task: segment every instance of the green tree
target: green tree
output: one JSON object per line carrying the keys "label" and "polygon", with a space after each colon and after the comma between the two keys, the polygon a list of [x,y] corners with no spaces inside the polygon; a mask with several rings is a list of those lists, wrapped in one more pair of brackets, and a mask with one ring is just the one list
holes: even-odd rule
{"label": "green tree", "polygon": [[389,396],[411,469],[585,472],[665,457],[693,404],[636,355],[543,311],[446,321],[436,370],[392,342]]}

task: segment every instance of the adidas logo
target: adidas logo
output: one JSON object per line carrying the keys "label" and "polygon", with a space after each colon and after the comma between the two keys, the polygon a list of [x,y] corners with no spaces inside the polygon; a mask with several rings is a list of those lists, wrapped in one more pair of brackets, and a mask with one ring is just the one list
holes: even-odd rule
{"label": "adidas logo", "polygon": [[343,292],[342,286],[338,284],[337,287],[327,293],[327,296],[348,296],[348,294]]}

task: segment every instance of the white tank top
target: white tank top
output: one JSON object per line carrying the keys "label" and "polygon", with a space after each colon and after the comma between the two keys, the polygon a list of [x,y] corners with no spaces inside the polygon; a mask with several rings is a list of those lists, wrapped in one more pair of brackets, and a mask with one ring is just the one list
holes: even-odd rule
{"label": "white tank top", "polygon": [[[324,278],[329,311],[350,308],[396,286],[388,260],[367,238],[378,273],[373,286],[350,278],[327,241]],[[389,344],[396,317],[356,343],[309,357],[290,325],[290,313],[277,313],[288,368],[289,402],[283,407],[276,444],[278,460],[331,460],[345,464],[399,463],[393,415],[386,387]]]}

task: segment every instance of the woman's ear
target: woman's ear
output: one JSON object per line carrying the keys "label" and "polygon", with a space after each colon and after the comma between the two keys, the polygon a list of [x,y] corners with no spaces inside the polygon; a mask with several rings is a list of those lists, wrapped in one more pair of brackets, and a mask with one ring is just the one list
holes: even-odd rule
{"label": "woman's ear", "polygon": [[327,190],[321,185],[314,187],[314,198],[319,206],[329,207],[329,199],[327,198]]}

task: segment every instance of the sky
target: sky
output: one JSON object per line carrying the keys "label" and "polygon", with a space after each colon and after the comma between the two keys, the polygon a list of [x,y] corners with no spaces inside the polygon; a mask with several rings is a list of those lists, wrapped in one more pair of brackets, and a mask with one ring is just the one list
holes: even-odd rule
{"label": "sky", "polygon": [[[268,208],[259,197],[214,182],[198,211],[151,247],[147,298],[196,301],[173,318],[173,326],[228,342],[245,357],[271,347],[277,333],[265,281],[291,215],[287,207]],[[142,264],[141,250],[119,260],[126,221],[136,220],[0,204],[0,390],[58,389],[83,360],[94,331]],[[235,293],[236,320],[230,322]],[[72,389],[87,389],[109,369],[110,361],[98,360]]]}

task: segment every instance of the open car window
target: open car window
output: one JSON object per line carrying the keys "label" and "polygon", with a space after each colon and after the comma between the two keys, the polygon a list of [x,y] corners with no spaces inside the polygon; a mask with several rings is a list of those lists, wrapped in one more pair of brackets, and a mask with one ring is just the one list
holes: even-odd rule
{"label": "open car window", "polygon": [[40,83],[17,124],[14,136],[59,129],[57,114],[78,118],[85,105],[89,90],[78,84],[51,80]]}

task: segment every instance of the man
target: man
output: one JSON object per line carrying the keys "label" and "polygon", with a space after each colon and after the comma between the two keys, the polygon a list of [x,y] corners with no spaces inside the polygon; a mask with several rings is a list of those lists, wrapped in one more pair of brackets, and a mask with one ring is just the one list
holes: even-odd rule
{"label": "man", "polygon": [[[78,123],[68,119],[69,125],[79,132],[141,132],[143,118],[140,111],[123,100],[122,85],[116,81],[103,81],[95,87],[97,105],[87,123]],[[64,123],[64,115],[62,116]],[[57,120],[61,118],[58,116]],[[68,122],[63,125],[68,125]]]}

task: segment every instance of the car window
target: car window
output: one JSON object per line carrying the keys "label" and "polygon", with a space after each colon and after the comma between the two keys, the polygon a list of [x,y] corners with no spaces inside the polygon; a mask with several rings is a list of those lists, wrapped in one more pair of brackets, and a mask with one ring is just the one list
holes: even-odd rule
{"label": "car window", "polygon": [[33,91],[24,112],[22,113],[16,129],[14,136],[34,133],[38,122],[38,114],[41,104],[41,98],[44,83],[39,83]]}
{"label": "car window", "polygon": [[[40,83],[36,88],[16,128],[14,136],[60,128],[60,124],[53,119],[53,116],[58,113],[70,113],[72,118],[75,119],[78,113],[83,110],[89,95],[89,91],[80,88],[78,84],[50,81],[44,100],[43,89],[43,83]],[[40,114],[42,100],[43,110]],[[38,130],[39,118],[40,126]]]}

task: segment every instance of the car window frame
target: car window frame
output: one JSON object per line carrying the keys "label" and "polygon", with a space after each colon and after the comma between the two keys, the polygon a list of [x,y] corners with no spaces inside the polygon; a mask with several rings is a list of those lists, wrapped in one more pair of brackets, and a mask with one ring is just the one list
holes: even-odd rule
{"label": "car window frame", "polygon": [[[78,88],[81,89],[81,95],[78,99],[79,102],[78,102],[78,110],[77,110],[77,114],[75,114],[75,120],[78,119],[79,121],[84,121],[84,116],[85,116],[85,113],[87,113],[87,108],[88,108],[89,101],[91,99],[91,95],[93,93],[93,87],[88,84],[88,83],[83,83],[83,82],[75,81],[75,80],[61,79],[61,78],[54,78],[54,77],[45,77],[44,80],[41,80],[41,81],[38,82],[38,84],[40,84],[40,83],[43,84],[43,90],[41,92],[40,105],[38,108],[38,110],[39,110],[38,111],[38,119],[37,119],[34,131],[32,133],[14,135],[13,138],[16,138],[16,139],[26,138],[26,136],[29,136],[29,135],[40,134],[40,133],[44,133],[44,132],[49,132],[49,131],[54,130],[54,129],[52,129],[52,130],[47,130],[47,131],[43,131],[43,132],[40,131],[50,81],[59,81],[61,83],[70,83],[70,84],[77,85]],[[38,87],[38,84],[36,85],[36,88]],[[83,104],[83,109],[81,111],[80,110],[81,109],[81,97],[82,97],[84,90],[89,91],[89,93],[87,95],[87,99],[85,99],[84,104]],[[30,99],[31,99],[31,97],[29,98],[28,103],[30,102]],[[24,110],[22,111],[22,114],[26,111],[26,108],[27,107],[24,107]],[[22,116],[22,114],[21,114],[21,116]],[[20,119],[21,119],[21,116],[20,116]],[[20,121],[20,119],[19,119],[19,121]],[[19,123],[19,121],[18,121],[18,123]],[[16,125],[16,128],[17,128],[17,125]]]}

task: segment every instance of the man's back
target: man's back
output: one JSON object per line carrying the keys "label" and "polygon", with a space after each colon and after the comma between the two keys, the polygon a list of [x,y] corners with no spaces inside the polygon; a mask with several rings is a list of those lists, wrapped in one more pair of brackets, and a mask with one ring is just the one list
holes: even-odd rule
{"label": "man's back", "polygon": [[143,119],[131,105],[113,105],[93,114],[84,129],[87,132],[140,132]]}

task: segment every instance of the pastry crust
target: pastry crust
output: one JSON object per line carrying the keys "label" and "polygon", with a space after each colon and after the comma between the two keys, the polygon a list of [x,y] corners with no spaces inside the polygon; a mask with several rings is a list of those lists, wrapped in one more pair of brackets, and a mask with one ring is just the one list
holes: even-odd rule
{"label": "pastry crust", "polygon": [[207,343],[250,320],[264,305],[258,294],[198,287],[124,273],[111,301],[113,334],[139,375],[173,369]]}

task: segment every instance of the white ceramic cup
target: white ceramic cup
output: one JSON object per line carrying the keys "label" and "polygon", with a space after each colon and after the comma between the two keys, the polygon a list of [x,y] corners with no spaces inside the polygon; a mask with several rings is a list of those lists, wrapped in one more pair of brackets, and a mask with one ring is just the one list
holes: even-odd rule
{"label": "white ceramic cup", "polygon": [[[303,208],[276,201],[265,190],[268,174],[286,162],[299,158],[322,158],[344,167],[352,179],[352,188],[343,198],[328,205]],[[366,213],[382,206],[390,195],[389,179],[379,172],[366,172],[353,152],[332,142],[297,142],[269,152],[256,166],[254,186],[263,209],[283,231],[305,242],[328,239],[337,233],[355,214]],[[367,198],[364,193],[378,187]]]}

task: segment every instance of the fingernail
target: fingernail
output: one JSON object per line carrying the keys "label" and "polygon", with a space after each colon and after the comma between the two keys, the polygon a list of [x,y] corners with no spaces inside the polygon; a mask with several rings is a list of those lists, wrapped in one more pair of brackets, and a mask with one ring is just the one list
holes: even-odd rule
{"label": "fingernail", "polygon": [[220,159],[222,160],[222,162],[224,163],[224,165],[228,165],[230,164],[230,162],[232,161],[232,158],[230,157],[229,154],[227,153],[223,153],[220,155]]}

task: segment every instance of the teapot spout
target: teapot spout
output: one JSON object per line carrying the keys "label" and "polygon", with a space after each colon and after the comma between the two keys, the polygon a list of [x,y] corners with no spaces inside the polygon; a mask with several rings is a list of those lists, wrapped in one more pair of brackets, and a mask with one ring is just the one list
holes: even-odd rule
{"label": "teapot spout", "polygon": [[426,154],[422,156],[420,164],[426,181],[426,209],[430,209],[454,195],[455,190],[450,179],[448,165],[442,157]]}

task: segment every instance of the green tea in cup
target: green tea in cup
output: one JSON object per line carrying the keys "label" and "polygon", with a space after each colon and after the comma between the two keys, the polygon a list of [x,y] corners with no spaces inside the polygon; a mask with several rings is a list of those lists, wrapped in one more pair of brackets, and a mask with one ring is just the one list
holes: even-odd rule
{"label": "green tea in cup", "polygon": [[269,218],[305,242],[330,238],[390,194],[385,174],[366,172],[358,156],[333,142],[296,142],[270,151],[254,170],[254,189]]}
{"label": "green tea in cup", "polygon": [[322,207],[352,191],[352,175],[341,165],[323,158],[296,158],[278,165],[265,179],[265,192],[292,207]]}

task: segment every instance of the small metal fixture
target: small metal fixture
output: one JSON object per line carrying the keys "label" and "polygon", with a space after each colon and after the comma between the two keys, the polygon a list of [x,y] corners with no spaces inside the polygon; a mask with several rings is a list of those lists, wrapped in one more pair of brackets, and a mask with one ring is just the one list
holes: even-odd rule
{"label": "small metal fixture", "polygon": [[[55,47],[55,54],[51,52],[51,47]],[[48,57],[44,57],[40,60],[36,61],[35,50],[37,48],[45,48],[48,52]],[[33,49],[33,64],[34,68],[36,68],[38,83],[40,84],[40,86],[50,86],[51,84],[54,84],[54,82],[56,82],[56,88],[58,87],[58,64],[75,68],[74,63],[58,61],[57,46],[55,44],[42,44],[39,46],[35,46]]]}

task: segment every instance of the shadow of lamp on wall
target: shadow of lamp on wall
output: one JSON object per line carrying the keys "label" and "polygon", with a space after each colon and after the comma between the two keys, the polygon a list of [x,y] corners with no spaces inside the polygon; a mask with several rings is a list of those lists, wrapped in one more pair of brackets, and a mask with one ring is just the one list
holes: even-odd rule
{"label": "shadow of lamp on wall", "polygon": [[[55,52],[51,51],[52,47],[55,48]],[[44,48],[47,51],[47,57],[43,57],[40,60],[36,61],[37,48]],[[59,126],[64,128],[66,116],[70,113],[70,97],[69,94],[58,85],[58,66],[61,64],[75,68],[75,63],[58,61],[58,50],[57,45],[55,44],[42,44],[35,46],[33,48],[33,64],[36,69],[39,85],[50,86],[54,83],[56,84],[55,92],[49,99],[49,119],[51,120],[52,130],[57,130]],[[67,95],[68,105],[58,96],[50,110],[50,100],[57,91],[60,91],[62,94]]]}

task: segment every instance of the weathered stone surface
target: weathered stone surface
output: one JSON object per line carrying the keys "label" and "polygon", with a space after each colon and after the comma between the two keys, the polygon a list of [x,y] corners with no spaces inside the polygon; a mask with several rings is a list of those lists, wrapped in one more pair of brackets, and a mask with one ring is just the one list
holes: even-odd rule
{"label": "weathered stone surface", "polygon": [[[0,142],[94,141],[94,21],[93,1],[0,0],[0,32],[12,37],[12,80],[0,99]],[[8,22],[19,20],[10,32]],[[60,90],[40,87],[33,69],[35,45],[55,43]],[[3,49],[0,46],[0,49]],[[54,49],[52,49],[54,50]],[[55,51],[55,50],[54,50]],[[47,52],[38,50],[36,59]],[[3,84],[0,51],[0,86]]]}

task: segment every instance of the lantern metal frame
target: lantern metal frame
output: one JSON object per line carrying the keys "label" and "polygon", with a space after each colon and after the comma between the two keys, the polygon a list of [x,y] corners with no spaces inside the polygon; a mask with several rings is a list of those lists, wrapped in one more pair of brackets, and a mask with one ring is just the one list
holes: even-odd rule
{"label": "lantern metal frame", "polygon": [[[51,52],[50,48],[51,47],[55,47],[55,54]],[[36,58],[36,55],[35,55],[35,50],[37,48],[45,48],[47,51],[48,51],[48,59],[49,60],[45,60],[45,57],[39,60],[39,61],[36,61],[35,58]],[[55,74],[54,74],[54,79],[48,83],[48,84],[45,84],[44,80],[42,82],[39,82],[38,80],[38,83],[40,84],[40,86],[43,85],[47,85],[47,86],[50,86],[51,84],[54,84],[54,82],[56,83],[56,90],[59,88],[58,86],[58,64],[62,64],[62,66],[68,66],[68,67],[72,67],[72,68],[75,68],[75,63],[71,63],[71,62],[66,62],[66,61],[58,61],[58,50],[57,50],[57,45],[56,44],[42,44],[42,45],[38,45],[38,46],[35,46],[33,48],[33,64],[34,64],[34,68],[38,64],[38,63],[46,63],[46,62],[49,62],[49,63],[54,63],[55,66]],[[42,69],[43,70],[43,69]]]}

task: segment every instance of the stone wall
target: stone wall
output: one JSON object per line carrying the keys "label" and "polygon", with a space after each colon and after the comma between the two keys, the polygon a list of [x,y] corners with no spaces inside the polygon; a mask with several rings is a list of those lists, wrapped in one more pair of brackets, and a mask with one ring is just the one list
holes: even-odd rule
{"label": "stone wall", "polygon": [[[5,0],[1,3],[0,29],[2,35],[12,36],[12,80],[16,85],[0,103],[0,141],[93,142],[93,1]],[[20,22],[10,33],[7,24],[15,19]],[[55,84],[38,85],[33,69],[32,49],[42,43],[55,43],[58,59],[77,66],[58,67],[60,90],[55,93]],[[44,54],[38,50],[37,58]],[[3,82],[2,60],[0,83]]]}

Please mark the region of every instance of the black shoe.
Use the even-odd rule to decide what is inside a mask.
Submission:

---

What you have to do |
Please find every line in the listing above that contains the string "fingernail", matching case exactly, and copy out each of those lines.

Response to the task |
task: segment every instance of the fingernail
target: fingernail
{"label": "fingernail", "polygon": [[220,159],[222,160],[222,162],[224,163],[224,165],[228,165],[230,164],[230,162],[232,161],[232,158],[230,157],[229,154],[227,153],[223,153],[220,155]]}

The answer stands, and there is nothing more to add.